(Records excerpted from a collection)
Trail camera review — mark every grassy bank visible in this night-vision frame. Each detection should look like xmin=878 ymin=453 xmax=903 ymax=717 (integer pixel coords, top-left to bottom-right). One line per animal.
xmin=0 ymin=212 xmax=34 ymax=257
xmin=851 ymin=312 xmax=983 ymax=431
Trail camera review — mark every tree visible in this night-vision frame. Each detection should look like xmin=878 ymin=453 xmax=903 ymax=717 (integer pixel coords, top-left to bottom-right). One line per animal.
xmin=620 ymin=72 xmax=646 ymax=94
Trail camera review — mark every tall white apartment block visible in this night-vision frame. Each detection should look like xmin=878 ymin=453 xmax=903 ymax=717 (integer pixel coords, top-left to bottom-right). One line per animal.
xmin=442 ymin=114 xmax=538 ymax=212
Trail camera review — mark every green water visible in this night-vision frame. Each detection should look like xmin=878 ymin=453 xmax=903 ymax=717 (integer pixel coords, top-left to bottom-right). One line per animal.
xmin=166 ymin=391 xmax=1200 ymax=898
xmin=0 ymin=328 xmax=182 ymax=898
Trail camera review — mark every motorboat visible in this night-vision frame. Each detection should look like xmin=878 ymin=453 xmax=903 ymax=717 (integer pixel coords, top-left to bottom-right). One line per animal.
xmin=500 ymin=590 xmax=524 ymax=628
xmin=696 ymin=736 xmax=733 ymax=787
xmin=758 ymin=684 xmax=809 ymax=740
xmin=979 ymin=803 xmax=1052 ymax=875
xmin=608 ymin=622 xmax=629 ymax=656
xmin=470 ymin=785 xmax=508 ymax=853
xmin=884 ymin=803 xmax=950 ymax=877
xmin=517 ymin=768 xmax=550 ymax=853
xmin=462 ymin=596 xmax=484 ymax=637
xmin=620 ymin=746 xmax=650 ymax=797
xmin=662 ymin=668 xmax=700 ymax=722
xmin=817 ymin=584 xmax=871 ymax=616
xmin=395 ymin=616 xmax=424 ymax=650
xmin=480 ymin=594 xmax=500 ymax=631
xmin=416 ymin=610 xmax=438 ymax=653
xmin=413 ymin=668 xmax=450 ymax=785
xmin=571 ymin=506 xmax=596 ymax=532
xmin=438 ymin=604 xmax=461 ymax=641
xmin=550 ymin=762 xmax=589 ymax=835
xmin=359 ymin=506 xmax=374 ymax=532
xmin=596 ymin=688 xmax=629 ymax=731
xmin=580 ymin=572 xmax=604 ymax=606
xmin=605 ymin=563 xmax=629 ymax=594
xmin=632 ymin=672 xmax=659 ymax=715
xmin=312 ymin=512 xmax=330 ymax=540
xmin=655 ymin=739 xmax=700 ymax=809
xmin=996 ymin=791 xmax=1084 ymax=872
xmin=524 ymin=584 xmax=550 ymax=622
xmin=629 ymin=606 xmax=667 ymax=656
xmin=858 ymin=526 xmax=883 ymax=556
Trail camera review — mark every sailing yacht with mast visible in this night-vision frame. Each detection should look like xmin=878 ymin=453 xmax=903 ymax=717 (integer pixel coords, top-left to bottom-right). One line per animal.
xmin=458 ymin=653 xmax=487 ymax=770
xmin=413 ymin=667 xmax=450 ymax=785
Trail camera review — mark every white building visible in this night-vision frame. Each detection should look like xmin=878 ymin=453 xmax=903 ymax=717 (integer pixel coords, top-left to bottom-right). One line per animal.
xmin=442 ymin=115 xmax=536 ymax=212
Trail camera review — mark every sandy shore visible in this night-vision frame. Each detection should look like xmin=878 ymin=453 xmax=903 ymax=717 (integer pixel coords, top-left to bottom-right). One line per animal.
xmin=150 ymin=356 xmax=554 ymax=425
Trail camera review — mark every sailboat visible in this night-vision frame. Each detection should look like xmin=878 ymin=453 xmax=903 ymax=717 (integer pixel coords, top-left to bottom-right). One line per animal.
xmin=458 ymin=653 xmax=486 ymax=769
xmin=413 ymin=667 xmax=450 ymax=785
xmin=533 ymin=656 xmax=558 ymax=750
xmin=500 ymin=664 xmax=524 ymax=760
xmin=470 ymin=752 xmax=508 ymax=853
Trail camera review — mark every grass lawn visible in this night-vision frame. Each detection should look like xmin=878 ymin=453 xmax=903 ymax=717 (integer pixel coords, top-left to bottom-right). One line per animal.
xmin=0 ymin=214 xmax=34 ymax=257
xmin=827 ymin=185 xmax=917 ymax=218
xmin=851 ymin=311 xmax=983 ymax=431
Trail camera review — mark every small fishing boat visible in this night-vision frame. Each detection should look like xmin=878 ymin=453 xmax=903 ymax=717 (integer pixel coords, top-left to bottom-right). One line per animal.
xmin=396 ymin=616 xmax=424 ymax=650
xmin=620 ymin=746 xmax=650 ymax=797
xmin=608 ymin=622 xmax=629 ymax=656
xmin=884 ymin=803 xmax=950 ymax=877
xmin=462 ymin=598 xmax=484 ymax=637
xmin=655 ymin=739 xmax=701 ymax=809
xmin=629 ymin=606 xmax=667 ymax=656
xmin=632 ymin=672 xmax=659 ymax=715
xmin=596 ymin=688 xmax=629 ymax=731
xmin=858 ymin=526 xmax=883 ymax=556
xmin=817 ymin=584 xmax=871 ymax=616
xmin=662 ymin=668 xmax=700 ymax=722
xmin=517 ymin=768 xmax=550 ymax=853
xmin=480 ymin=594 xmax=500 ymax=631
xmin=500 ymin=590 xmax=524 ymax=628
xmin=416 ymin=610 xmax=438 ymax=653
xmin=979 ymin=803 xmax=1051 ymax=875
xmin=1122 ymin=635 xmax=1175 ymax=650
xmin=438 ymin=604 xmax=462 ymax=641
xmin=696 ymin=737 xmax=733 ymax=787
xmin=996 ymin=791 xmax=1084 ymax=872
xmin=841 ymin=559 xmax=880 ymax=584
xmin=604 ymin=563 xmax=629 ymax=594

_Problem statement_
Reproduce only the lines that begin at the one containing "Trail camera review — mark every sandy" and end with the one containing "xmin=470 ymin=752 xmax=508 ymax=853", both included, leaving the requests unchanged. In the answer rows, multiply every bounding-box coordinate by 0.6 and round to whole numbers, with halves rounded up.

_Result below_
Trail camera review — mark every sandy shore visible in this night-vision frame. Each detection should look like xmin=878 ymin=453 xmax=903 ymax=717 (integer pixel coords, top-left to bottom-right). One line per animal.
xmin=90 ymin=214 xmax=332 ymax=255
Trail camera review — mark every sailboat visible in this night-vision frame. Each detection should look like xmin=878 ymin=453 xmax=903 ymax=717 (integer pixel coords, top-left to bottom-right). One line per animal.
xmin=275 ymin=392 xmax=292 ymax=461
xmin=248 ymin=400 xmax=270 ymax=471
xmin=320 ymin=394 xmax=335 ymax=450
xmin=300 ymin=398 xmax=314 ymax=456
xmin=282 ymin=451 xmax=305 ymax=512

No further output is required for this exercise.